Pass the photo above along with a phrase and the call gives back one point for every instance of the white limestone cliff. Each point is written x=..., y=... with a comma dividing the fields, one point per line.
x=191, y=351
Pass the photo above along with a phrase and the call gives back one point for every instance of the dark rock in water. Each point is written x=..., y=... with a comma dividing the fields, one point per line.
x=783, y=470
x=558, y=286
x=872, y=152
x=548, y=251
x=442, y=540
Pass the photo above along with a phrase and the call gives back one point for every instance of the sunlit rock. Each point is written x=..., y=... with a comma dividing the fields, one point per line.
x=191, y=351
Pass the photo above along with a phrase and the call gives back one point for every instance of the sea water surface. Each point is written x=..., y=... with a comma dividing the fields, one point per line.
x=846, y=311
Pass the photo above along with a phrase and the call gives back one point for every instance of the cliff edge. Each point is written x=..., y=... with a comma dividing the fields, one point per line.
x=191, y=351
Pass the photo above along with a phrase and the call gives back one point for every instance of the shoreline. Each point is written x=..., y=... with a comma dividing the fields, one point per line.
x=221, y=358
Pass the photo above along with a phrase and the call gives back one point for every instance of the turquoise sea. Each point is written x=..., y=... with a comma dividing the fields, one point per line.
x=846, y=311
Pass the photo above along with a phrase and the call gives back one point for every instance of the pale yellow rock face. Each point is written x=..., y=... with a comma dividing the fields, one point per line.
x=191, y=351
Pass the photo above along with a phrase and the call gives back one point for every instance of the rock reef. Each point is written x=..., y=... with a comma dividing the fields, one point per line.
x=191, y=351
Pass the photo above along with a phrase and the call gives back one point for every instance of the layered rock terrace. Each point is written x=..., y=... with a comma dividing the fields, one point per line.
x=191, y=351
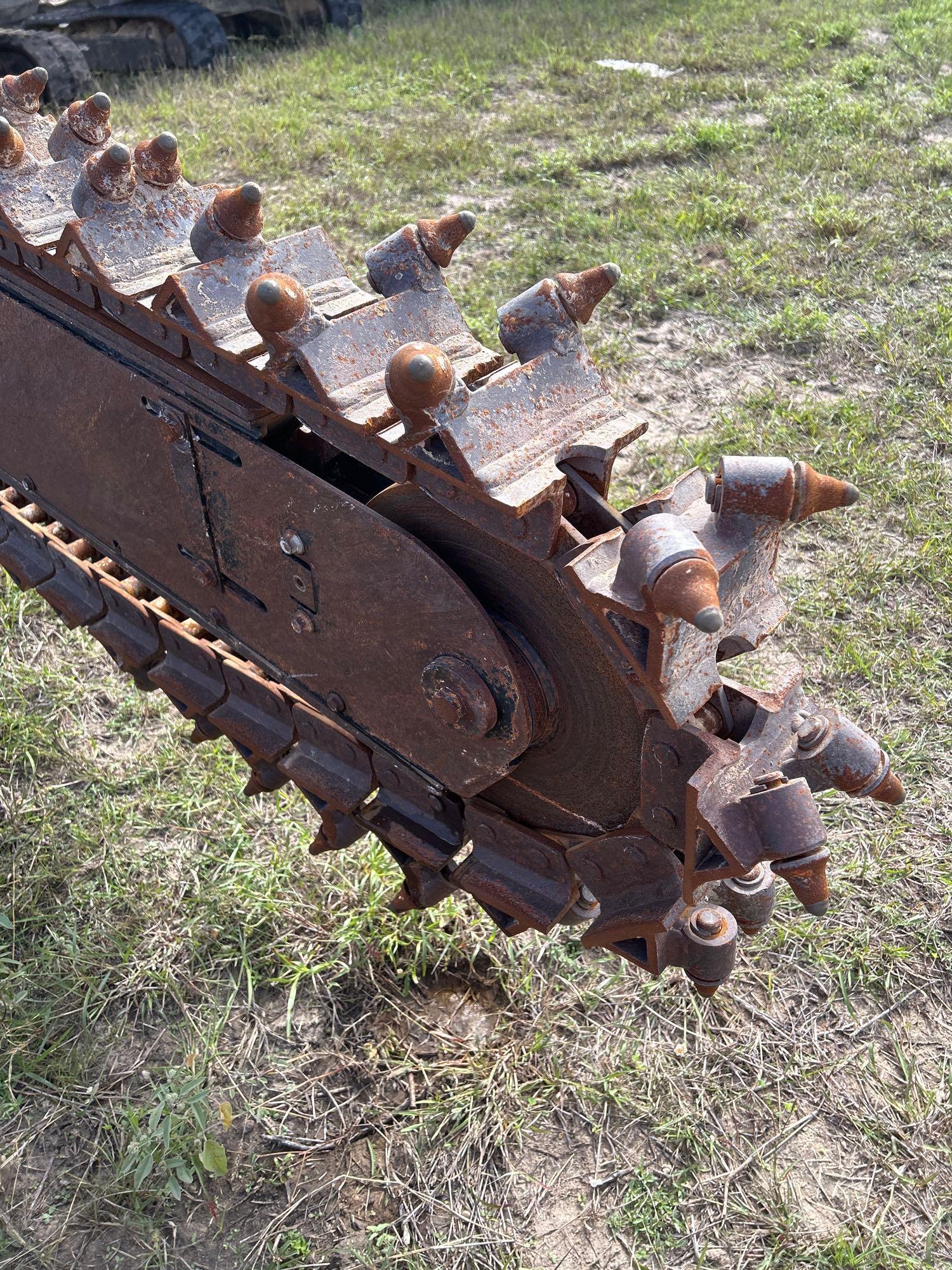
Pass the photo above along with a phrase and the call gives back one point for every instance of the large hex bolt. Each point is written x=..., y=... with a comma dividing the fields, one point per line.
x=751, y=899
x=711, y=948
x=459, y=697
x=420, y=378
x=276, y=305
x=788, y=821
★ ★ ★ ★
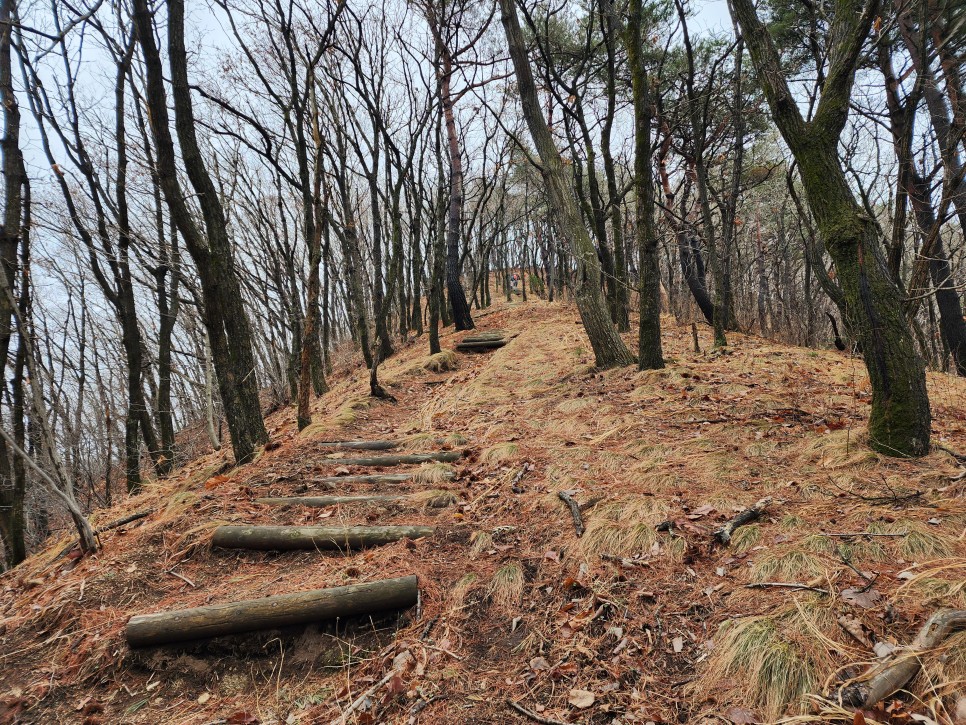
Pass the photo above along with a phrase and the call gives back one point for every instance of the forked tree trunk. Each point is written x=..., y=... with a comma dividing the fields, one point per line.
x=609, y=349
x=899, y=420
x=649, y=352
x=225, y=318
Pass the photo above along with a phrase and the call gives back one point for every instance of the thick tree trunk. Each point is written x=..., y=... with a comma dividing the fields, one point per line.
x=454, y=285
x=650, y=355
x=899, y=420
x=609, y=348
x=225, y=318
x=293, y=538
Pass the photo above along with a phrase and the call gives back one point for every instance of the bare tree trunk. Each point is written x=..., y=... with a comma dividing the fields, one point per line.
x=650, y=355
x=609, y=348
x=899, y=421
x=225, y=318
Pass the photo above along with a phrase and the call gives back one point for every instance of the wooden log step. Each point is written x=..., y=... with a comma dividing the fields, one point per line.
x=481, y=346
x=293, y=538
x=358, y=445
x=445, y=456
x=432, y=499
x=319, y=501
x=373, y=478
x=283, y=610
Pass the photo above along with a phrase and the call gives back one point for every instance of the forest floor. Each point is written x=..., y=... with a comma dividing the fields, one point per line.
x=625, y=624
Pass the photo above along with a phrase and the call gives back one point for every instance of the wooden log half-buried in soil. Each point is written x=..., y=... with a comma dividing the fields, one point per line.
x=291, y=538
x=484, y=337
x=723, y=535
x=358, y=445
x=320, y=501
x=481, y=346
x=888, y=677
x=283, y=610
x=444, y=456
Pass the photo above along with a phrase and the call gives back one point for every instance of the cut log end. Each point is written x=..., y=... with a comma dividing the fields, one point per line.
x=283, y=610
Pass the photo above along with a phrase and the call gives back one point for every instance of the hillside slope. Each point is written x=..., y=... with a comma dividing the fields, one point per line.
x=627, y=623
★ ★ ★ ★
Copy the entries starting at the line containing "of the thick" and ending at the line containing "x=627, y=623", with "text prompt" substituted for every "phrase" and everything else left unchanged.

Pass the photo above along with a text prompt and the call gives back one point for every instance of the thick tree trunk. Each point is written x=..., y=... with a comma dividing the fields, one point per line.
x=454, y=285
x=650, y=355
x=899, y=420
x=609, y=348
x=225, y=318
x=293, y=538
Pass the photo above along with a text prompt and the call gives back one point for every instance of the bare tree trunk. Each point is written x=..., y=... with a comma dividing the fields, one point per line.
x=650, y=355
x=609, y=348
x=899, y=421
x=225, y=318
Pass the photo above along with a text prompt and the call gives back one point for every instance of the wooden log step. Each point is written x=..., y=... with a comma dividing the fields, one point per line.
x=481, y=346
x=293, y=538
x=358, y=445
x=445, y=456
x=432, y=499
x=319, y=501
x=373, y=478
x=283, y=610
Pass the photo above along with a text prompt and the call gives back one point for every instance of the forest floor. Each point is written x=..., y=... with a comma dividing the fields, one point per line.
x=625, y=624
Pass the photo above along with a text prompt and the call gives back one point for every instance of the wooden log half-buried in soil. Each point is written x=..., y=... with a comma dividing the fields, one point per line.
x=291, y=538
x=484, y=337
x=723, y=535
x=358, y=445
x=320, y=501
x=481, y=346
x=888, y=677
x=283, y=610
x=444, y=456
Pass the photo above along with a text prompt and the call gives back one point for every instance of the cut log end. Each point is written x=..., y=... with a comma dividing the fields, one point per line.
x=283, y=610
Pass the photo above along with a text prompt and the call gives back one point for every instance of the hillside slope. Each point is written x=..., y=... with a comma dividing the fields, one point per line.
x=627, y=623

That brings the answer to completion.